### Labeled-object pointing entries
━━━━━━━━━━
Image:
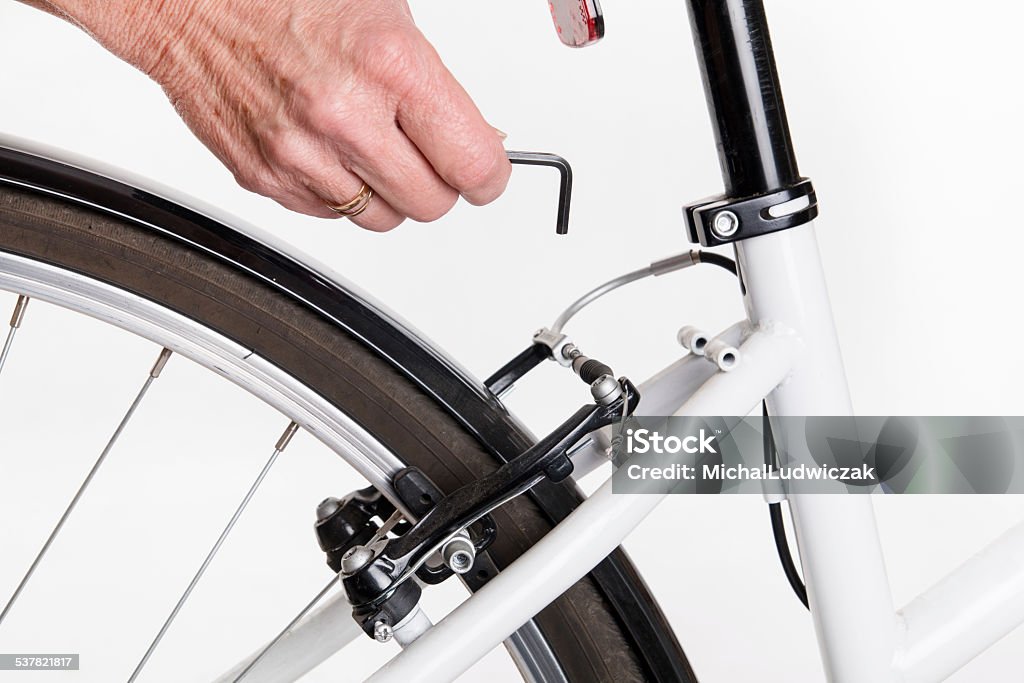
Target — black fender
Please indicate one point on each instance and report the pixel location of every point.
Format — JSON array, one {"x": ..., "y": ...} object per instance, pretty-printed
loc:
[{"x": 33, "y": 167}]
━━━━━━━━━━
### GOAL
Please copy the records above line for line, leaving the pictures out.

### TASK RESPONSE
Image:
Target — black fender
Please indicate one point on each instance and report the pixel location of every point.
Format — JSON array, one {"x": ..., "y": ...} object per instance, pretty-printed
loc:
[{"x": 33, "y": 167}]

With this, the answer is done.